LESETEXT:

== == ==

Vor 200 Jahren starb E.T.A. Hoffmann – ein Anlass, dem nun auch der Berufsverband Bildender Künstlerinnen und Künstler Oberfranken, der BBK, eine Ausstellung widmet. Für „unheimlich fantastisch oder total real“ sind noch bis 27. November die Werke von 24 Mitgliedern des Verbands in der Villa Dessauer zu sehen. Thematisch gibt es das E.T.A.-Übliche, inhaltlich zeigt die Schau aber abwechslungsreiche und neuartige Interpretationen davon.
Einigen Werken der Ausstellung „unheimlich fantastisch oder total real“ sieht man an, dass sie nicht speziell für das E.T.A. Hoffmann-Thema angefertigt, vom BBK aber für die Ausstellung ausgewählt wurden, weil sie zufällig gut dazu passen. Thomas Brixs Zeichnung „Heil-Land“ aus dem Jahr 2021 ist ein Beispiel dafür, Christine Grubers „Floria Tosca“, 2005, ein anderes. Ersteres kann im Sinne der Automatenthematik aus Hoffmanns „Der Sandmann“ ausgelegt werden; in Zweiterem hat der BBK das Unheimlich-Fantastische, das viele Werke E.T.A.s durchdringt, ausgemacht.

== == ==

BEREITGESTELLTES MATERIAL:
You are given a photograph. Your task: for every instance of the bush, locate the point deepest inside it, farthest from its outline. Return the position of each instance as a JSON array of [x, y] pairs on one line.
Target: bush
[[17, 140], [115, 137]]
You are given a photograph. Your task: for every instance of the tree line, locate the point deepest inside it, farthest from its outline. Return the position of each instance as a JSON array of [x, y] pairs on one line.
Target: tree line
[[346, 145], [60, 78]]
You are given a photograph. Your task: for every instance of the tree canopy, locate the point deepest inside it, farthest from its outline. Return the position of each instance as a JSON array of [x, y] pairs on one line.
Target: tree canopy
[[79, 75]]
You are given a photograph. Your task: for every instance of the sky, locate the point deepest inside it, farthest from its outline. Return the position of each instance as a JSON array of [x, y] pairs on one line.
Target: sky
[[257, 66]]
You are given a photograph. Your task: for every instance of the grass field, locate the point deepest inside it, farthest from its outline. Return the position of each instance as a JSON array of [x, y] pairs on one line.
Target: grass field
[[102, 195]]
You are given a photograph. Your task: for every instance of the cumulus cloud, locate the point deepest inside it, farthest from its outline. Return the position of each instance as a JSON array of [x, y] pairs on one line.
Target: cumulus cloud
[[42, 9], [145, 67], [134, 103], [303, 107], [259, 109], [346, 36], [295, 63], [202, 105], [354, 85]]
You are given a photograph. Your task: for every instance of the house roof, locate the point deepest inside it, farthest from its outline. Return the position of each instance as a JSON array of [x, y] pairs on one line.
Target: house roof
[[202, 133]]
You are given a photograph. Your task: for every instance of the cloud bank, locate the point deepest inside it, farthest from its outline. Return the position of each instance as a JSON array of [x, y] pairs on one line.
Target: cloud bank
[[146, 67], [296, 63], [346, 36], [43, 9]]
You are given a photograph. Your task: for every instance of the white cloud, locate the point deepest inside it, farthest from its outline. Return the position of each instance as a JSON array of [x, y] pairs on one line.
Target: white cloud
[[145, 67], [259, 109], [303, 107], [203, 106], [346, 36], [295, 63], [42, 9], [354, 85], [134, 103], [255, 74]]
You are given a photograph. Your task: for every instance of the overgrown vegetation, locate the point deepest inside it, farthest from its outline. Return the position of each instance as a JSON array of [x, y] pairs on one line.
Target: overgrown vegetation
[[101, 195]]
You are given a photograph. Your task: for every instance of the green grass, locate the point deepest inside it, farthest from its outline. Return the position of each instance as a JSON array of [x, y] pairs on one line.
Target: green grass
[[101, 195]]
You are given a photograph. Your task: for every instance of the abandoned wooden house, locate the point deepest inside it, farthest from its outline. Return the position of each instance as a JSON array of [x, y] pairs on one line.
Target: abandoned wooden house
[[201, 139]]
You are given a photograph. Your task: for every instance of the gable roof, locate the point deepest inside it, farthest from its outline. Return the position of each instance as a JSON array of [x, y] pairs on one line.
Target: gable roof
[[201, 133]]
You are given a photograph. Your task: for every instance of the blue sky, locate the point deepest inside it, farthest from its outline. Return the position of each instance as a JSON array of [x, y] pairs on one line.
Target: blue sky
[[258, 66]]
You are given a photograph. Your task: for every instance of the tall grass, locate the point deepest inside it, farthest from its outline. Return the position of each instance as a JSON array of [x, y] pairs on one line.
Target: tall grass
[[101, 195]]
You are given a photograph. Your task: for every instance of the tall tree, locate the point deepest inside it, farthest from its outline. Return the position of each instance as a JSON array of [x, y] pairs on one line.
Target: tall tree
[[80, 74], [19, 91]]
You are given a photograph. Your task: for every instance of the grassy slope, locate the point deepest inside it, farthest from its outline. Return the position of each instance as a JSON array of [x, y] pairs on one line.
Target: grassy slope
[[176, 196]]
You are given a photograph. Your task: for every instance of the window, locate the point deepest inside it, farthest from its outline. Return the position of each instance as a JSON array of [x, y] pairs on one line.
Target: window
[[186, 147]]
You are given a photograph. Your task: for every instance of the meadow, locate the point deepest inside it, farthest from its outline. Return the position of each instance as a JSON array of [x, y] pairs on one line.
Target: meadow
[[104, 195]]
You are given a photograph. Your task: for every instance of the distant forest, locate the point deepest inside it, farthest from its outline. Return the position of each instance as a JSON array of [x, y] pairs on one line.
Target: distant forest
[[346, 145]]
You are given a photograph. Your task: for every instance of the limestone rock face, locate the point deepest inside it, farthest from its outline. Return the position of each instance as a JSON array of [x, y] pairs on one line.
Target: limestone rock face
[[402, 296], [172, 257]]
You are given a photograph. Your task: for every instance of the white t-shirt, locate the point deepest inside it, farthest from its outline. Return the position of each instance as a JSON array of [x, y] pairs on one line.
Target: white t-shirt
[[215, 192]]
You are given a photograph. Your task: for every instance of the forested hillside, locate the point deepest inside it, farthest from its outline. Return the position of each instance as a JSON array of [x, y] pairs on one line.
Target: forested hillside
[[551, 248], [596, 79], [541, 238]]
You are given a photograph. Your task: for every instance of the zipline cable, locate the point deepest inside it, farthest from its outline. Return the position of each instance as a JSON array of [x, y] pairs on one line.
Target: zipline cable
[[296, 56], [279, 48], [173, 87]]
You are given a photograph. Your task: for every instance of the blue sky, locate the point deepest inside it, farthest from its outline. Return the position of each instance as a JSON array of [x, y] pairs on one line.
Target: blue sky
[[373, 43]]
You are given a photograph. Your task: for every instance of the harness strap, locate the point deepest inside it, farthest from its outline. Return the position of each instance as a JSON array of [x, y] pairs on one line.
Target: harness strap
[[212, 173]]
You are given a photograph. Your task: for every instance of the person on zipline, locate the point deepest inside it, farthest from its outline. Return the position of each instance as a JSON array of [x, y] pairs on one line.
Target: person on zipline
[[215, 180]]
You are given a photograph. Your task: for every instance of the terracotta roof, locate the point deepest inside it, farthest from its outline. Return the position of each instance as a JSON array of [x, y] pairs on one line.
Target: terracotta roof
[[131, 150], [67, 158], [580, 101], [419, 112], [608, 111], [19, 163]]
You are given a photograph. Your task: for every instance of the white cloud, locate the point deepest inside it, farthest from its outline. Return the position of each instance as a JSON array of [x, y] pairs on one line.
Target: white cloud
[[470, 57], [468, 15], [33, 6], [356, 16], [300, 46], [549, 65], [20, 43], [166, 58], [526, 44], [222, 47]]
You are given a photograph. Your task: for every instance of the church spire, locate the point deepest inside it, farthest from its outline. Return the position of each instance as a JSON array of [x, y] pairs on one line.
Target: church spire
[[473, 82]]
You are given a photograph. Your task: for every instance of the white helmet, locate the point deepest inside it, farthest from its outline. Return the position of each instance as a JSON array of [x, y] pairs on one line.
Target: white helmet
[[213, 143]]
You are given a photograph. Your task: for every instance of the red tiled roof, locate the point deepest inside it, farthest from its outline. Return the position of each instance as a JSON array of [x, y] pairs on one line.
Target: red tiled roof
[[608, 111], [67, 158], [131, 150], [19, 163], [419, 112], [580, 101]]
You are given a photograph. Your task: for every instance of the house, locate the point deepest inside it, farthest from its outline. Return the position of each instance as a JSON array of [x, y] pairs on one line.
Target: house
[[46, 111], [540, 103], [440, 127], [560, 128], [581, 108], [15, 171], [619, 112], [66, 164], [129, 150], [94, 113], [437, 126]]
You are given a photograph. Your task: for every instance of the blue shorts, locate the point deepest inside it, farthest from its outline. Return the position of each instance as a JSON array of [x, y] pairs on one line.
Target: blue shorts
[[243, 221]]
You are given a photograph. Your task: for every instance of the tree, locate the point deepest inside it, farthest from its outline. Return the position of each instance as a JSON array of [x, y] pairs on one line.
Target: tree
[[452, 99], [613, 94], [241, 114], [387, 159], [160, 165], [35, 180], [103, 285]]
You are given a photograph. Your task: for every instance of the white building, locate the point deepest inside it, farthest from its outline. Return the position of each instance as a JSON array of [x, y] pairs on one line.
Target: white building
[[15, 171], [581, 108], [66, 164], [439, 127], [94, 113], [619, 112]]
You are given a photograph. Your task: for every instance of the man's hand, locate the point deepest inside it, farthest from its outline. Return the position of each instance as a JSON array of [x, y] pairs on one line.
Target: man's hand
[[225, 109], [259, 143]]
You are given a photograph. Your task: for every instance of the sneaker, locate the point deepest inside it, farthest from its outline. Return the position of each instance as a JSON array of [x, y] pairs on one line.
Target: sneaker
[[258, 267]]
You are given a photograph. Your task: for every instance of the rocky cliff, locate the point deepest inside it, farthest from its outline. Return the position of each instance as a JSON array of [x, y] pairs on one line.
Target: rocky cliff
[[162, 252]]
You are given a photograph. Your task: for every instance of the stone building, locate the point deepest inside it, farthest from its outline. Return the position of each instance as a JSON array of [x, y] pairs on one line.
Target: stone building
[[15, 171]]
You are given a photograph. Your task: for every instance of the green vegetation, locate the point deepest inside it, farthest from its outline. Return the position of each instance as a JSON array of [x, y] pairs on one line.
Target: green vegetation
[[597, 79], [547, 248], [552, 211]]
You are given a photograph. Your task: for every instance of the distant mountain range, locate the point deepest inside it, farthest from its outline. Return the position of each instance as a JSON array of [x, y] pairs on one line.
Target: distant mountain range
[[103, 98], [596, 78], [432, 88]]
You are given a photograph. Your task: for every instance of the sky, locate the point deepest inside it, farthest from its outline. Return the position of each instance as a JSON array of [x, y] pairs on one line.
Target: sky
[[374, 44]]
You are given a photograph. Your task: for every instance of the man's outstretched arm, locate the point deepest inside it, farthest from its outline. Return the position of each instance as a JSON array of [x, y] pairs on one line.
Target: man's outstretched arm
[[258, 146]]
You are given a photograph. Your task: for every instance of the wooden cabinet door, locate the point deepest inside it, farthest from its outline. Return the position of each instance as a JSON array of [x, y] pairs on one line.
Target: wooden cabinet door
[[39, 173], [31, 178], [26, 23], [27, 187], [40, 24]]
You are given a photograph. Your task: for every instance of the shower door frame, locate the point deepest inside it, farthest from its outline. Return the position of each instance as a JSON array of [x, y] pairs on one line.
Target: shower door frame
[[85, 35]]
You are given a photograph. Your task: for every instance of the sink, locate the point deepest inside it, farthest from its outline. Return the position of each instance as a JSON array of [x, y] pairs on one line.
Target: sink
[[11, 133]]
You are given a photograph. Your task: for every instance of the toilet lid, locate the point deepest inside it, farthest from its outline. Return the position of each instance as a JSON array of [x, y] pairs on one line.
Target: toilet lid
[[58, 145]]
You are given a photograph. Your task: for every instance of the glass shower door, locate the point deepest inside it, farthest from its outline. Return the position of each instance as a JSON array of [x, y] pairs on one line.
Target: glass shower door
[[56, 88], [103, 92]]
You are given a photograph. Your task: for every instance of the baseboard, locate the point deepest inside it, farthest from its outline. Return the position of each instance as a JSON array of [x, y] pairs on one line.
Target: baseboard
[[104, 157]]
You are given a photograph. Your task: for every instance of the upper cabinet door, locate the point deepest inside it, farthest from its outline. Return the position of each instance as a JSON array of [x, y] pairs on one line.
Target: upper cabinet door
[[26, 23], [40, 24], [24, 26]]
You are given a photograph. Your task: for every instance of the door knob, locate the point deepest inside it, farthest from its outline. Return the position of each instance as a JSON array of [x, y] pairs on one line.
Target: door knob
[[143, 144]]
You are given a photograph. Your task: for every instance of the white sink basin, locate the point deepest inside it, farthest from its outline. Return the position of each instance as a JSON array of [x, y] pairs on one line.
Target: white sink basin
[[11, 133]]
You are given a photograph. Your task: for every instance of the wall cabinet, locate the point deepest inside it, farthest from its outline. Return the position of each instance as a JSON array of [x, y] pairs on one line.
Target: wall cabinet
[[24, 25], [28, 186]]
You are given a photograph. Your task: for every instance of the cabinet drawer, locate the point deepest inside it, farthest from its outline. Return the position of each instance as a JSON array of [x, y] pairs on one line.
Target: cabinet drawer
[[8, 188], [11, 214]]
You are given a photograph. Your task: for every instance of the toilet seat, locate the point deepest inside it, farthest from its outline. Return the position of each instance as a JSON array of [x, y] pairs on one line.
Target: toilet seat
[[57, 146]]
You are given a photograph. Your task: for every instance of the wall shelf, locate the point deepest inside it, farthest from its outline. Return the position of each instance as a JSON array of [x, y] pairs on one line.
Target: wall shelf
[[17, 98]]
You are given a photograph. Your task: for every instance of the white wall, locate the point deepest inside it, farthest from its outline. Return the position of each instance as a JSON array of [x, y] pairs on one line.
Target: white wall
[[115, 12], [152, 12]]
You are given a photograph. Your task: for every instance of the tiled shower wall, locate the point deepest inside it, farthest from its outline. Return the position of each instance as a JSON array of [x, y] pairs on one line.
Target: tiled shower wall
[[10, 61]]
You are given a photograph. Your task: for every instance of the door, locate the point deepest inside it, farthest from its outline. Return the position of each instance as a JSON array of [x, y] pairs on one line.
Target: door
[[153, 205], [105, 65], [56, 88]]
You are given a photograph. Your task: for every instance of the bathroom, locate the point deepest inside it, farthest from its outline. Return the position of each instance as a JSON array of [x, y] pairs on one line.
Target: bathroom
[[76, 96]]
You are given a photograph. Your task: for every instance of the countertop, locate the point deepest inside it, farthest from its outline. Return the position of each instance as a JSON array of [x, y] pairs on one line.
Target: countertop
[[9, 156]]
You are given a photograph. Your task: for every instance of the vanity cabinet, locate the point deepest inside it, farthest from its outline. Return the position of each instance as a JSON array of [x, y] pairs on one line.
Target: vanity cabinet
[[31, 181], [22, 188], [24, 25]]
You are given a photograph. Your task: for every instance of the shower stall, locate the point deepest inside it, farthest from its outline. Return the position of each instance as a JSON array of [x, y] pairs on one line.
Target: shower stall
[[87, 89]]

== == ==

KURZE AUFGABE 1: Prüfe, ob die Aussagen (a), (b) und (c) mit dem Lesetext übereinstimmen, und antworte jeweils mit Ja oder Nein samt den entscheidenden Worten des Lesetextes als wörtlichem Zitat. (a) In der Ausstellung sind Werke von 24 Verbandsmitgliedern zu sehen. (b) Sämtliche Werke der Ausstellung wurden eigens für das Hoffmann-Thema angefertigt. (c) Thomas Brixs Zeichnung „Heil-Land“ entstand im Jahr 2005.
KURZE AUFGABE 2: Tausche im Lesetext „Zeichnung“ gegen „Radierung“ und gib dabei die Passage wieder, die mit den Worten „Einigen Werken der“ beginnt und nach den Worten „E.T.A.s durchdringt, ausgemacht.“ endet.

SCHRIFTLICHE ANTWORT 1:
(a) Ja: „die Werke von 24 Mitgliedern des Verbands in der Villa Dessauer zu sehen“
(b) Nein: „dass sie nicht speziell für das E.T.A. Hoffmann-Thema angefertigt“
(c) Nein: „Thomas Brixs Zeichnung „Heil-Land“ aus dem Jahr 2021“

SCHRIFTLICHE ANTWORT 2:
Einigen Werken der Ausstellung „unheimlich fantastisch oder total real“ sieht man an, dass sie nicht speziell für das E.T.A. Hoffmann-Thema angefertigt, vom BBK aber für die Ausstellung ausgewählt wurden, weil sie zufällig gut dazu passen. Thomas Brixs Radierung „Heil-Land“ aus dem Jahr 2021 ist ein Beispiel dafür, Christine Grubers „Floria Tosca“, 2005, ein anderes. Ersteres kann im Sinne der Automatenthematik aus Hoffmanns „Der Sandmann“ ausgelegt werden; in Zweiterem hat der BBK das Unheimlich-Fantastische, das viele Werke E.T.A.s durchdringt, ausgemacht.